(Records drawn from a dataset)
--- START ---
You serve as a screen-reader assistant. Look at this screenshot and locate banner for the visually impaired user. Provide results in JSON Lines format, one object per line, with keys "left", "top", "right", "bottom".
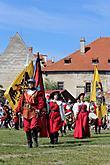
{"left": 34, "top": 53, "right": 45, "bottom": 92}
{"left": 34, "top": 52, "right": 48, "bottom": 137}
{"left": 4, "top": 61, "right": 34, "bottom": 111}
{"left": 90, "top": 66, "right": 107, "bottom": 118}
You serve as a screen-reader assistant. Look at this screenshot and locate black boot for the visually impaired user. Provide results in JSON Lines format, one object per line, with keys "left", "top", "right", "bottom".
{"left": 54, "top": 132, "right": 59, "bottom": 144}
{"left": 26, "top": 131, "right": 33, "bottom": 148}
{"left": 50, "top": 134, "right": 54, "bottom": 144}
{"left": 15, "top": 123, "right": 19, "bottom": 130}
{"left": 32, "top": 128, "right": 38, "bottom": 147}
{"left": 98, "top": 126, "right": 101, "bottom": 134}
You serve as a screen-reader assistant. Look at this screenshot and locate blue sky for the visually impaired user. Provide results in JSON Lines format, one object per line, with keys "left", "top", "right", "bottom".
{"left": 0, "top": 0, "right": 110, "bottom": 61}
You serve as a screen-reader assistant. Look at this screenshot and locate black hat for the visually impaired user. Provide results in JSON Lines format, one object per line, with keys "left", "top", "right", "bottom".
{"left": 49, "top": 91, "right": 61, "bottom": 99}
{"left": 77, "top": 93, "right": 85, "bottom": 100}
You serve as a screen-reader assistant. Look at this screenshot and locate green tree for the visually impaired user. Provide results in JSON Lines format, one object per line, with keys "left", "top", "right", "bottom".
{"left": 0, "top": 84, "right": 3, "bottom": 88}
{"left": 44, "top": 78, "right": 58, "bottom": 90}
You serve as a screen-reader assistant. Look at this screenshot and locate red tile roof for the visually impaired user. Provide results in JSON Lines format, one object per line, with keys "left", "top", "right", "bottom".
{"left": 43, "top": 37, "right": 110, "bottom": 71}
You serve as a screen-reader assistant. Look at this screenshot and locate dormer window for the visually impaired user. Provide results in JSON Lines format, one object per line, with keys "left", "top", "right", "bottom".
{"left": 108, "top": 59, "right": 110, "bottom": 64}
{"left": 64, "top": 58, "right": 71, "bottom": 64}
{"left": 92, "top": 58, "right": 99, "bottom": 65}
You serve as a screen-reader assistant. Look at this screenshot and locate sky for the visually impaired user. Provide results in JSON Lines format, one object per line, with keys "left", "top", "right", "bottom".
{"left": 0, "top": 0, "right": 110, "bottom": 61}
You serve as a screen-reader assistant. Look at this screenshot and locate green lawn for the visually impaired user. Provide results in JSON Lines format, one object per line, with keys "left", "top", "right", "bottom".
{"left": 0, "top": 128, "right": 110, "bottom": 165}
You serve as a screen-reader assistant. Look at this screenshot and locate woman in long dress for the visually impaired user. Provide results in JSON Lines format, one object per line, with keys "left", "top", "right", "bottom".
{"left": 74, "top": 104, "right": 90, "bottom": 139}
{"left": 49, "top": 93, "right": 65, "bottom": 144}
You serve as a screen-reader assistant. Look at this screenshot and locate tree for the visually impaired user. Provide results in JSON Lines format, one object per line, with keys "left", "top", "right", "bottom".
{"left": 0, "top": 84, "right": 3, "bottom": 88}
{"left": 44, "top": 78, "right": 58, "bottom": 90}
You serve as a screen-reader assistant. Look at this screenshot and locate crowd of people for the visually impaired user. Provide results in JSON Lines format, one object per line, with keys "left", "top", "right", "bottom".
{"left": 0, "top": 78, "right": 110, "bottom": 148}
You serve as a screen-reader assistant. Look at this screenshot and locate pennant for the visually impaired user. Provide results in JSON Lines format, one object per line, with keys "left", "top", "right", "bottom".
{"left": 90, "top": 66, "right": 107, "bottom": 118}
{"left": 4, "top": 61, "right": 34, "bottom": 111}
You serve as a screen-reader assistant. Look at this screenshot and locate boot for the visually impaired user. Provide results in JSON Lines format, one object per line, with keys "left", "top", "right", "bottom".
{"left": 50, "top": 134, "right": 54, "bottom": 144}
{"left": 32, "top": 128, "right": 38, "bottom": 147}
{"left": 26, "top": 131, "right": 33, "bottom": 148}
{"left": 15, "top": 123, "right": 19, "bottom": 130}
{"left": 54, "top": 132, "right": 59, "bottom": 144}
{"left": 98, "top": 126, "right": 101, "bottom": 134}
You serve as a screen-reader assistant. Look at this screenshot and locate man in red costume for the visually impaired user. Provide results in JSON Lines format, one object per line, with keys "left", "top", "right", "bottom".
{"left": 16, "top": 78, "right": 45, "bottom": 148}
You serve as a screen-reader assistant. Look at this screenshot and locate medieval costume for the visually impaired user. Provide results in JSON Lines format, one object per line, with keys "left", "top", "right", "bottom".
{"left": 74, "top": 104, "right": 90, "bottom": 139}
{"left": 16, "top": 78, "right": 45, "bottom": 148}
{"left": 63, "top": 100, "right": 73, "bottom": 133}
{"left": 49, "top": 93, "right": 65, "bottom": 144}
{"left": 90, "top": 101, "right": 102, "bottom": 134}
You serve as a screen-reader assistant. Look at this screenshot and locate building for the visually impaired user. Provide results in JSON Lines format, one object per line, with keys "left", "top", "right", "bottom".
{"left": 0, "top": 32, "right": 47, "bottom": 89}
{"left": 0, "top": 32, "right": 34, "bottom": 89}
{"left": 43, "top": 37, "right": 110, "bottom": 100}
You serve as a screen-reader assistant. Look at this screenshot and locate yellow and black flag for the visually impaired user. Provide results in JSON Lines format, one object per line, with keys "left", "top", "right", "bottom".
{"left": 90, "top": 66, "right": 107, "bottom": 119}
{"left": 4, "top": 61, "right": 34, "bottom": 111}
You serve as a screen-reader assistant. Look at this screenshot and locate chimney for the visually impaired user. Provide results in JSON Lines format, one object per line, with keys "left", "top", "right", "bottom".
{"left": 80, "top": 37, "right": 85, "bottom": 54}
{"left": 51, "top": 57, "right": 55, "bottom": 63}
{"left": 28, "top": 47, "right": 33, "bottom": 53}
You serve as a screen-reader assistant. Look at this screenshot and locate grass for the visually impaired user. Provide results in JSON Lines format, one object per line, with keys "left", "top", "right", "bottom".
{"left": 0, "top": 129, "right": 110, "bottom": 165}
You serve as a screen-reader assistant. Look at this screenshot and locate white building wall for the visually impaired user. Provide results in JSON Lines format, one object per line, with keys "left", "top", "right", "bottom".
{"left": 44, "top": 72, "right": 110, "bottom": 98}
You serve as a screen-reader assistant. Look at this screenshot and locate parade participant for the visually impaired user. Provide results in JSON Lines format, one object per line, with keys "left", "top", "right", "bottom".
{"left": 74, "top": 104, "right": 90, "bottom": 139}
{"left": 3, "top": 104, "right": 12, "bottom": 128}
{"left": 45, "top": 93, "right": 50, "bottom": 115}
{"left": 0, "top": 105, "right": 4, "bottom": 127}
{"left": 13, "top": 111, "right": 20, "bottom": 130}
{"left": 63, "top": 99, "right": 73, "bottom": 132}
{"left": 90, "top": 101, "right": 102, "bottom": 134}
{"left": 49, "top": 93, "right": 65, "bottom": 144}
{"left": 16, "top": 78, "right": 45, "bottom": 148}
{"left": 72, "top": 97, "right": 80, "bottom": 118}
{"left": 73, "top": 93, "right": 90, "bottom": 138}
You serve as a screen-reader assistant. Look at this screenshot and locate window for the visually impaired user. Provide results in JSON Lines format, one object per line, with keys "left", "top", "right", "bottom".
{"left": 85, "top": 82, "right": 91, "bottom": 93}
{"left": 57, "top": 81, "right": 64, "bottom": 90}
{"left": 64, "top": 58, "right": 71, "bottom": 64}
{"left": 92, "top": 58, "right": 99, "bottom": 65}
{"left": 108, "top": 59, "right": 110, "bottom": 64}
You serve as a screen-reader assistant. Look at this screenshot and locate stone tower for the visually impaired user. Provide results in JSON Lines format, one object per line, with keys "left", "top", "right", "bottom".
{"left": 0, "top": 32, "right": 33, "bottom": 89}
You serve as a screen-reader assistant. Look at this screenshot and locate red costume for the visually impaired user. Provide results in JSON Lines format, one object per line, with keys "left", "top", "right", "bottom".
{"left": 92, "top": 102, "right": 102, "bottom": 134}
{"left": 17, "top": 90, "right": 44, "bottom": 131}
{"left": 74, "top": 104, "right": 90, "bottom": 139}
{"left": 49, "top": 100, "right": 63, "bottom": 144}
{"left": 16, "top": 86, "right": 45, "bottom": 148}
{"left": 63, "top": 103, "right": 73, "bottom": 132}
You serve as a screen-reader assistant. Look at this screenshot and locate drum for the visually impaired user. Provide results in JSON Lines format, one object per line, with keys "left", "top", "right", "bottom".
{"left": 89, "top": 112, "right": 97, "bottom": 120}
{"left": 89, "top": 112, "right": 97, "bottom": 126}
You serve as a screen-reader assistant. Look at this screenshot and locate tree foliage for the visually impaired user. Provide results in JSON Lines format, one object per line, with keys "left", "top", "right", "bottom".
{"left": 44, "top": 78, "right": 58, "bottom": 90}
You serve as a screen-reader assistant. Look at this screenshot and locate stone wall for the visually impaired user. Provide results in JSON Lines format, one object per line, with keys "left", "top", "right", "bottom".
{"left": 44, "top": 71, "right": 110, "bottom": 99}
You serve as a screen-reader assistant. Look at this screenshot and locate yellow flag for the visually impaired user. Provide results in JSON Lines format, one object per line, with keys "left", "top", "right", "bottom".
{"left": 4, "top": 61, "right": 34, "bottom": 111}
{"left": 90, "top": 66, "right": 107, "bottom": 118}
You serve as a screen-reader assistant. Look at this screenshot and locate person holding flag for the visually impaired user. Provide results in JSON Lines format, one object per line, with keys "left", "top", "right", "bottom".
{"left": 4, "top": 58, "right": 45, "bottom": 148}
{"left": 15, "top": 78, "right": 45, "bottom": 148}
{"left": 90, "top": 65, "right": 107, "bottom": 133}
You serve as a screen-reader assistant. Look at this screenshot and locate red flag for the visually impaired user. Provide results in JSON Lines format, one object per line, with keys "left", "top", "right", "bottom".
{"left": 34, "top": 52, "right": 44, "bottom": 91}
{"left": 34, "top": 52, "right": 49, "bottom": 137}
--- END ---
Aim of the task
The answer should consist of the lines from the one with "locate stone wall" through the last line of the entries, duplicated exactly and nothing more.

Answer section
You serve as a screen-reader assistant. Look at this screenshot and locate stone wall for the visually impaired user. Provide results in JSON Lines format, one object per line, with keys "left", "top", "right", "bottom".
{"left": 44, "top": 71, "right": 110, "bottom": 99}
You serve as a screen-reader assistant. Look at this screenshot and locate yellow flag for the visually impaired user. Provide results in JSON Lines format, one object per line, with keys "left", "top", "right", "bottom".
{"left": 4, "top": 61, "right": 34, "bottom": 111}
{"left": 90, "top": 66, "right": 107, "bottom": 118}
You serve as a screen-reader assistant. Look at this screenshot and locate person holding flag for the visually impaired user. Provide results in JSON Lines format, one object per line, with keys "left", "top", "right", "bottom".
{"left": 4, "top": 58, "right": 45, "bottom": 148}
{"left": 15, "top": 78, "right": 45, "bottom": 148}
{"left": 90, "top": 65, "right": 107, "bottom": 133}
You serve as a screen-reader assistant. Look at this screenshot and locate red flag for the visually impaired user. Provide results in JSON Lines format, one object per line, with keys "left", "top", "right", "bottom".
{"left": 34, "top": 52, "right": 44, "bottom": 91}
{"left": 34, "top": 52, "right": 49, "bottom": 137}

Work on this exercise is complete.